Saved data entries:
━━━━━━━━

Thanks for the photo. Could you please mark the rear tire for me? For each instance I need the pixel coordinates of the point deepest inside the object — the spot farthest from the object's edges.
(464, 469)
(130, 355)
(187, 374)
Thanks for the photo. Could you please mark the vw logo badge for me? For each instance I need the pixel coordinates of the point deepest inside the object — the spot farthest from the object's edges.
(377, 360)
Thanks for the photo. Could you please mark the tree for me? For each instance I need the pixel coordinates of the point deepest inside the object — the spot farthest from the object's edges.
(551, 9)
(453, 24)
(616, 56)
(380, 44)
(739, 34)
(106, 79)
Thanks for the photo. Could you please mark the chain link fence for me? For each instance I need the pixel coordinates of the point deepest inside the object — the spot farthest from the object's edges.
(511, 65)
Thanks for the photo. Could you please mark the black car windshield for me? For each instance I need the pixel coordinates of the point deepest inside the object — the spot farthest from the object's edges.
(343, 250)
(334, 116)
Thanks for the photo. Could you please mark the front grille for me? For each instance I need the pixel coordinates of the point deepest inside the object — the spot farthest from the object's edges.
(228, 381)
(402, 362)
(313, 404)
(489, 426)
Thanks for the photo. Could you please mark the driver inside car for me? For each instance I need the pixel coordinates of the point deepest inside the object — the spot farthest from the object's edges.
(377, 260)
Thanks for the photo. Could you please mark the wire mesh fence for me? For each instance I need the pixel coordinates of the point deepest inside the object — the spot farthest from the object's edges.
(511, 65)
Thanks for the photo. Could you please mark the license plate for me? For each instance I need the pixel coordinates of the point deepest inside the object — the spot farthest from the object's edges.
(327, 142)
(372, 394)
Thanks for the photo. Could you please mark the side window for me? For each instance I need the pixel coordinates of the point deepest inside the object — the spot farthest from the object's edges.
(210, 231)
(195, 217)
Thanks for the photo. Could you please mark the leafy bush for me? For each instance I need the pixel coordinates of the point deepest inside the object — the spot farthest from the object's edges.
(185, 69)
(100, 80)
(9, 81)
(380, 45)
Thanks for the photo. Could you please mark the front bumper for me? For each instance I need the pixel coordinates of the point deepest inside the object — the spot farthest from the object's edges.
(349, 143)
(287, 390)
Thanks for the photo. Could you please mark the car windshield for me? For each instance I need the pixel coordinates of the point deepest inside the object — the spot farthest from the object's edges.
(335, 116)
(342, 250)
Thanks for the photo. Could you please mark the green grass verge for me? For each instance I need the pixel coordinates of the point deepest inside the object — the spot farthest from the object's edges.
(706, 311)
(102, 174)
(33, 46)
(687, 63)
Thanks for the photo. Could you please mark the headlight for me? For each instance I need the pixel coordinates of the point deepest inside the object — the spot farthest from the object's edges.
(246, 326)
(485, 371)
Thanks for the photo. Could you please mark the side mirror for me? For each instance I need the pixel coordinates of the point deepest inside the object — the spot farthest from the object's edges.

━━━━━━━━

Copy out every entry again, exactly as it was given.

Thanks for the photo. Could you please mark the rear tire for me? For each instance I need the pixel coordinates of the point deepest inside the object — the spot farthest from the object's edges.
(464, 469)
(130, 355)
(187, 374)
Thanks for the photo. Could you please mark the vw logo badge for me? For each instance I need the pixel coordinates of the point deepest inside the object — the spot farthest from the object's edges.
(377, 360)
Thanks for the photo. Could you please mark the tree for me? For each instance I need the pixel coordinates of the point deepest inside the object — the spot farthest from the object's edges.
(551, 9)
(453, 24)
(616, 56)
(380, 44)
(739, 34)
(106, 79)
Thanks for the photo. Could you please mark the chain link fence for me? For each instance I need the pixel coordinates of the point deepest inside the object — the spot farthest from the object's edges.
(511, 65)
Thanks for the photo. Could you please mark the black car windshield for me? For each instance I need the pixel coordinates of the point deepest inside the object — the spot farthest from the object's edges.
(343, 250)
(334, 116)
Thanks for the photo. Could you please mark the front grille for me? For each instance I need the pixel coordinates of the point deepest inside the object — the spot farthest from the object's edges.
(228, 381)
(402, 362)
(313, 404)
(489, 426)
Thanks for the photo. Could you please mark the driver inside car for me? For each instance I need the pixel coordinates of the point deepest inside the object — the spot farthest from the object's edges.
(377, 260)
Thanks for the photo. Could you please mark the wire mesh fence for me? For each instance I need the pixel coordinates of the point deepest inside the object — the spot farthest from the object's edges.
(511, 65)
Thanks for the photo. Could you please mark the license plate for me? For each instance I need the pixel coordinates of the point deepest inside the object — the spot farthest from the object's edges.
(327, 142)
(372, 394)
Thanks for the photo. Could you please mark the side window for me? For each instance I need the pixel coordinates of the point deepest inside the object — the spot farthest from the object's edges.
(210, 231)
(195, 217)
Thanks for the photo. Could you please mark the leafy bush for me? For each instance I need the pixel coordinates of the point deepest inside the object — the spot farthest from the object's edges.
(185, 69)
(100, 80)
(9, 81)
(380, 45)
Thanks for the photo. Could you please mark the front bumper for me? For each instance I need the pixel coordinates of the point deepest inside the object — the spot farthest from the object's edges.
(349, 143)
(287, 390)
Thanks for the photo. Could you please mark the car windshield for me? For each instance I need the pixel coordinates of the point deepest inside the object — the spot farthest from the object's edges.
(335, 116)
(342, 250)
Thanks for the photo. Could you please mark the green grass verge for me? For each instance I need the pixel coordinates of the point deepest inside the object — the spot farthest from the object's edges.
(706, 311)
(102, 174)
(33, 46)
(687, 63)
Thanks for the photo. Could you please mark the headlight for me? For each instance I need the pixel coordinates of the point deepest inside the object — the spot farthest from the object's edges.
(246, 326)
(485, 371)
Thanks for the photo. Could you please mark the side mirror for me? For each instance I need the pixel coordinates of the point deepest inside the object — the spot farthest from the object's edges.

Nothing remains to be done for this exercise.